*Exercise aim*:
Only the pictures are to be left out, and the rest of the entries should be reproduced exactly.

(Items from a data source)
:::::
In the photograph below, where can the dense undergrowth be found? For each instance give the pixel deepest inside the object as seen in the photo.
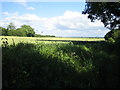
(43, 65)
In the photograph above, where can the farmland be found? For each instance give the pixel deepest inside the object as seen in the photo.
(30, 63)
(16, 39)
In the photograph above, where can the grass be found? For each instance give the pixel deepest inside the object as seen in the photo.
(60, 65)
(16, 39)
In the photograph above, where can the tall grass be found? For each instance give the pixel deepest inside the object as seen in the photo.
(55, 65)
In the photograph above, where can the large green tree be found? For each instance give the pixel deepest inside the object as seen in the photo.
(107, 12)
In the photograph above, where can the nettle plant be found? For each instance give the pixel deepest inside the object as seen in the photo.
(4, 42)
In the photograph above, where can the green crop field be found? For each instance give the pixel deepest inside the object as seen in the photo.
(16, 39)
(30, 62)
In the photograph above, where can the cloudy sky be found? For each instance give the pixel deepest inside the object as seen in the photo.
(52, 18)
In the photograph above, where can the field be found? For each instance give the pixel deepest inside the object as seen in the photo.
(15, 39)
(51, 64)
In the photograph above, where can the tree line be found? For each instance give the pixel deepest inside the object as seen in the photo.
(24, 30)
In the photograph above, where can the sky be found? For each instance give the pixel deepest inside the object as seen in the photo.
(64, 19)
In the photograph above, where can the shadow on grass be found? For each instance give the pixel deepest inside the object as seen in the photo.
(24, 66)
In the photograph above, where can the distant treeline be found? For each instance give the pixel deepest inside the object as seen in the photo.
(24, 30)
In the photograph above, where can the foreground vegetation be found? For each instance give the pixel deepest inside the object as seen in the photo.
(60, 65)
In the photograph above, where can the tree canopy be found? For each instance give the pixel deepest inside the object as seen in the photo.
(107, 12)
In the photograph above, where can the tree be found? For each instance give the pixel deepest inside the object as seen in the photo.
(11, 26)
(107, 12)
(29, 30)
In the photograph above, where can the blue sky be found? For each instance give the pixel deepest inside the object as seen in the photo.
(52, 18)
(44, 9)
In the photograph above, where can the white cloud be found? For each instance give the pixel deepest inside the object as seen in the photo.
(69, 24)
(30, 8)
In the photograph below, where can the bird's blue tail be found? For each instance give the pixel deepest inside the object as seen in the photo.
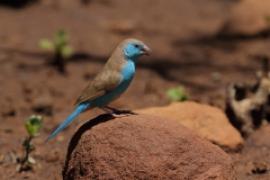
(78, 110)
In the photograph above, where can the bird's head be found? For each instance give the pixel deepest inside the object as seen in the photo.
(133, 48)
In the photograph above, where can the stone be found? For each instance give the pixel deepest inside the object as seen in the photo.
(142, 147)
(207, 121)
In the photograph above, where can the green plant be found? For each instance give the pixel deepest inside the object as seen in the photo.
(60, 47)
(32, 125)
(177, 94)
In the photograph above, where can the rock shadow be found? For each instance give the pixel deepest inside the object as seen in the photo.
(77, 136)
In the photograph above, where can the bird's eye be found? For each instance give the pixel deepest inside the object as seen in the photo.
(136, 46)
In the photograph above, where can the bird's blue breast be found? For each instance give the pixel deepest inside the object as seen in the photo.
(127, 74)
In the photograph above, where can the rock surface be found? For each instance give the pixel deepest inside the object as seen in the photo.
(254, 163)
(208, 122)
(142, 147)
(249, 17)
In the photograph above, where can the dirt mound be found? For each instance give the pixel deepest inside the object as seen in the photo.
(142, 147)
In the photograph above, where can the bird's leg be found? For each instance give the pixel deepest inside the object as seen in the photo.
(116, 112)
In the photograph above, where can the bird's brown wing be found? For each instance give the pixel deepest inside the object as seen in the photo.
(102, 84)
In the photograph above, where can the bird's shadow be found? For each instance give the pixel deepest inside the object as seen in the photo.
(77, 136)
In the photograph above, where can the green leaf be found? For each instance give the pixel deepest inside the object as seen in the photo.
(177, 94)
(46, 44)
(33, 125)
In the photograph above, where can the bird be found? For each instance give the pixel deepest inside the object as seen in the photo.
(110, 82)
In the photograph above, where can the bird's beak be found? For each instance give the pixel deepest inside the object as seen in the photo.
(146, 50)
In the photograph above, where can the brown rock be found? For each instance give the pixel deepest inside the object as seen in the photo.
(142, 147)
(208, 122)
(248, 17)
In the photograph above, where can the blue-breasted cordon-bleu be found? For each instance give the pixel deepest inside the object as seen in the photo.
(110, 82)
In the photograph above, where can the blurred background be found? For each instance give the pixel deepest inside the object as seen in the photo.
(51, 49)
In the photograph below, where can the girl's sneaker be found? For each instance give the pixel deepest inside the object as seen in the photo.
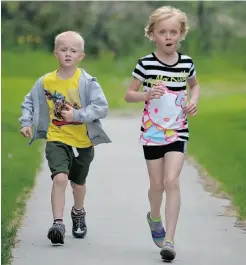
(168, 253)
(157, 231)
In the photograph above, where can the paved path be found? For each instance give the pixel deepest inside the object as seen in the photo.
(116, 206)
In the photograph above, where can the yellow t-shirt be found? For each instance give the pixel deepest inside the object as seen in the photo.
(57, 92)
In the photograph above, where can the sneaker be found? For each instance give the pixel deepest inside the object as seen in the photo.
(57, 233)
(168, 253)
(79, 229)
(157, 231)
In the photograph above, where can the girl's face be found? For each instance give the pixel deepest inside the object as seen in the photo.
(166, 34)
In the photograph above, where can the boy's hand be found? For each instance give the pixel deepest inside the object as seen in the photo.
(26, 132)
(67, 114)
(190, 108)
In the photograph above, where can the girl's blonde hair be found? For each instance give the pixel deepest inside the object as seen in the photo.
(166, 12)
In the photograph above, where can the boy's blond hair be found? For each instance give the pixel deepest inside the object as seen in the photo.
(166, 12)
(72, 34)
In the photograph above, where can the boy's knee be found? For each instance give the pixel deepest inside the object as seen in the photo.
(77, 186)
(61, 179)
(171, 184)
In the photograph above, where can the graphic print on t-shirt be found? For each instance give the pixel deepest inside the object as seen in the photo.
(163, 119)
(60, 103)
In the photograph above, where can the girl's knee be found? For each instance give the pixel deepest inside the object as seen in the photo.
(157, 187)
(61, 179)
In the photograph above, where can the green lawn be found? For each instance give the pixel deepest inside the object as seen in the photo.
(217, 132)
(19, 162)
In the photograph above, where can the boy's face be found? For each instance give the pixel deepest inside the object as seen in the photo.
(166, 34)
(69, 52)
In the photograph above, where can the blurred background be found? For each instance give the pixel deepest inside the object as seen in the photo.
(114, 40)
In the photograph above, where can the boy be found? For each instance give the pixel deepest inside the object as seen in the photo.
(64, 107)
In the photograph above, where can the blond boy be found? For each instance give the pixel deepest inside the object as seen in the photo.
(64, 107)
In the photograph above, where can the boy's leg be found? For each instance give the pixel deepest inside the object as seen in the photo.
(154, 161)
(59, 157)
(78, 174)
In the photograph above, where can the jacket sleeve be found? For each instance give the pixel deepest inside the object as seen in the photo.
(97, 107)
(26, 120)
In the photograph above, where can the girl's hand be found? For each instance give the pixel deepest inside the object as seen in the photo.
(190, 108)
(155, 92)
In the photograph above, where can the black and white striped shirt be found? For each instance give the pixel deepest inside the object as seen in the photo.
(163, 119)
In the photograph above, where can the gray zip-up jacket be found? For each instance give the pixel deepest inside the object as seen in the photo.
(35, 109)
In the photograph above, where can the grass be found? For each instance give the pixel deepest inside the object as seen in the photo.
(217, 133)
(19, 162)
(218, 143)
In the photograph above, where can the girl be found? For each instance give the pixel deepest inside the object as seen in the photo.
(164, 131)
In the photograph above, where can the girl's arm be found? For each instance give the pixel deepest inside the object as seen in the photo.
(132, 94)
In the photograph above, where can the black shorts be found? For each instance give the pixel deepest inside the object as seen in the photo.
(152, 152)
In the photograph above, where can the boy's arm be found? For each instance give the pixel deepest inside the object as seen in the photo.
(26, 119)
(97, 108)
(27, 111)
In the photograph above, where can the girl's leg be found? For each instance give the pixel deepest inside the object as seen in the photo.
:::::
*Finished task*:
In the photograph below, where can the dense undergrowth be found? For each instance give the pixel deepest inside the object as seen in the photo.
(43, 65)
In the photograph above, where can the farmland be found? For each instance give the pixel deepest inside the object as seen in the photo.
(30, 63)
(16, 39)
In the photograph above, where can the grass be found? For each instance give the pixel deepest inside the object as seen in the photo.
(60, 65)
(16, 39)
In the photograph above, where can the tall grass be found? For each instance give the pixel deepest inside the object as seen in the photo.
(55, 65)
In the photograph above, where can the large green tree be found? For each instance give the pixel deepest inside the object as seen in the photo.
(107, 12)
In the photograph above, where can the nettle plant be found? For each instance give the pixel deepest inside the object as seen in the photo.
(4, 42)
In the photograph above, where can the green crop field be found? For each instance give the pixel deepest inside the object as seen in the photo.
(16, 39)
(30, 62)
In the photograph above, where can the cloudy sky be found? For each instance give the pixel deepest inside the object as seen in the photo.
(52, 18)
In the photograph above, where can the field be found? For each instance give the pixel deepest inside the object as seen in the photo.
(15, 39)
(51, 64)
In the photograph above, where can the tree line be found? For each instance give the pixel deepest inside the object as seen in the photo.
(24, 30)
In the photograph above, where can the sky be found? For each instance give the pixel deepest inside the object as seen in the photo.
(64, 19)
In the photograph above, where can the shadow on grass be found? For each instance give the pixel deepest inside the object as seen in the photo.
(24, 66)
In the photograph above, where can the distant treeline be found? For each instance give the pixel deepest inside the object as seen in the photo.
(24, 30)
In the photograph above, where can the foreground vegetation be found? For each instance give the pixel deepest inside the object as seen in the photo.
(60, 65)
In the photograph above, where can the tree canopy be found? For each instance give the pixel deepest inside the object as seen in the photo.
(107, 12)
In the photograph above, where can the tree be found? For each instance give the pixel deepest inside the object as seen in the photo.
(11, 26)
(107, 12)
(29, 30)
In the photograph above, where can the blue sky be found? For each instance give the pixel deepest inside the object as seen in the photo.
(52, 18)
(44, 9)
In the photograph above, where can the white cloud be found? For each instance give the pixel deepest inside the object as seen in the photo.
(69, 24)
(30, 8)
In the photograph below, where can the bird's blue tail be found? For each instance give the pixel deepest inside the object as seen in the photo.
(78, 110)
In the photograph above, where can the bird's head be found? For each instance give the pixel deepest inside the object as seen in the photo.
(133, 48)
In the photograph above, where can the stone be found? For each instance give the pixel deepest inside the object as seen in the photo.
(142, 147)
(207, 121)
In the photograph above, where can the green plant be found? For each instance give the pixel deepest inside the object as seen in the photo.
(60, 47)
(32, 125)
(177, 94)
In the photograph above, where can the rock shadow be found? For each instance give the pixel deepest inside the object as seen in the photo.
(77, 136)
In the photograph above, where can the bird's eye be found? For each instance give the pixel deepest inside the object as seen in the photo.
(136, 46)
In the photograph above, where can the bird's blue breast be found? For each instance give the pixel deepest inside the object as seen in the photo.
(127, 74)
In the photograph above, where can the rock surface be found? For each instance give the pixel deepest inside the object as seen in the photo.
(254, 163)
(208, 122)
(142, 147)
(249, 17)
In the photograph above, where can the dirt mound be found? For each instance give the pixel deepest inside the object as seen in the photo.
(142, 147)
In the photograph above, where can the bird's leg be found? For each instance give the pixel deepest inside the object as seen in the photo.
(116, 112)
In the photograph above, where can the bird's brown wing be found? For each instance give the pixel deepest inside the object as seen in the photo.
(102, 84)
In the photograph above, where can the bird's shadow be found? For each instance give the pixel deepest inside the object as seen in the photo.
(77, 136)
In the photograph above, where can the green leaf be found? For each instance give the pixel deepest inside the object as seen in the photo.
(177, 94)
(46, 44)
(33, 125)
In the photograph above, where can the bird be found? For each instance give the pixel deepest inside the object as seen in the photo.
(110, 82)
In the photograph above, where can the bird's beak be found? For each instance give the pixel deepest inside the object as seen in the photo.
(146, 50)
In the photograph above, where can the brown rock be found? For each instance give the pixel deepest inside the object as seen in the photo.
(142, 147)
(208, 122)
(248, 17)
In the photograph above, where can the blue-breasted cordon-bleu be found? For each instance give the pixel deepest inside the object as seen in the photo.
(110, 82)
In the photograph above, where can the blurred background be found? For each instance give the pixel deepest inside the object as seen in the photo.
(51, 49)
In the photograph below, where can the girl's sneaker be found? For each instance give the pixel deepest inside the object as seen in the photo.
(168, 253)
(157, 231)
In the photograph above, where can the paved path be found? For each instance give the pixel deepest inside the object as seen in the photo.
(116, 206)
In the photograph above, where can the yellow t-shirt be found? For each instance give the pixel deepest inside the object as seen in the photo.
(57, 92)
In the photograph above, where can the sneaker be found? For each instance give the pixel deepest inside the object as seen in the photo.
(57, 233)
(168, 253)
(79, 229)
(157, 231)
In the photograph above, where can the girl's face be found? For each instance give the pixel deepest inside the object as seen in the photo.
(166, 34)
In the photograph above, where can the boy's hand be found? For each instance give the pixel deepest inside the object as seen in the photo.
(26, 132)
(67, 114)
(190, 108)
In the photograph above, where can the girl's blonde hair be found? For each instance give the pixel deepest inside the object as seen in the photo.
(166, 12)
In the photograph above, where can the boy's blond hair be found? For each instance give the pixel deepest inside the object as seen in the photo.
(166, 12)
(72, 34)
In the photograph above, where can the boy's knee be found? For each instance give the pixel deepest inside the object as seen in the photo.
(77, 186)
(61, 179)
(171, 184)
In the photograph above, where can the graphic print on t-shirt be found? For each instance give the pixel deepest inside the object as seen in the photo.
(163, 119)
(60, 103)
In the photograph above, where can the girl's knee be found? For each instance give the pixel deepest inside the object as seen in the photo.
(157, 187)
(61, 179)
In the photograph above, where can the green lawn be found? For each instance give the pixel deepest inside the object as seen in the photo.
(217, 132)
(19, 162)
In the photograph above, where can the boy's face be found? For each instance give the pixel deepest inside the object as seen in the photo.
(166, 34)
(69, 52)
In the photograph above, where can the blurred background be found? For each instance give the pixel deepest inside the object as seen in the photo.
(114, 40)
In the photograph above, where can the boy be found? For each instance give the pixel deepest inside the object as seen in the photo.
(64, 107)
In the photograph above, where can the blond boy be found? For each instance give the pixel deepest inside the object as seen in the photo.
(64, 107)
In the photograph above, where can the boy's leg be found? For each instance give the pixel deepest inside the object as seen in the photo.
(154, 161)
(59, 157)
(78, 174)
In the photograph above, where can the jacket sleeve be found? For each instance give the pixel deepest inside the object as seen in the photo.
(97, 107)
(26, 120)
In the photograph above, where can the girl's hand be found? For each instance give the pixel deepest inside the object as seen in the photo.
(190, 108)
(155, 92)
In the photograph above, where can the black and white striped shirt be found? For each instance give the pixel deepest inside the object as seen in the photo.
(163, 119)
In the photograph above, where can the gray zip-up jacket be found? For each instance give the pixel deepest inside the object as seen in the photo.
(35, 109)
In the photograph above, where can the grass be found? For each instance give the pixel deepest inside the object as seen in the photo.
(217, 133)
(19, 162)
(218, 143)
In the photograph above, where can the girl be found? For each instance give the pixel deepest inside the object as seen in the photo.
(164, 131)
In the photograph above, where can the girl's arm be found? For each instance give the pixel deepest inside the object as seen in the photo.
(132, 94)
In the photograph above, where can the black shorts be found? For each instance give the pixel deepest inside the object as seen in the photo.
(152, 152)
In the photograph above, where can the boy's arm be found? For each instance give the pixel deepest inside the object as seen in the photo.
(26, 119)
(97, 108)
(27, 111)
In the photograph above, where can the girl's leg be found? For each instance give the pixel deepest inside the object as seen in the photo.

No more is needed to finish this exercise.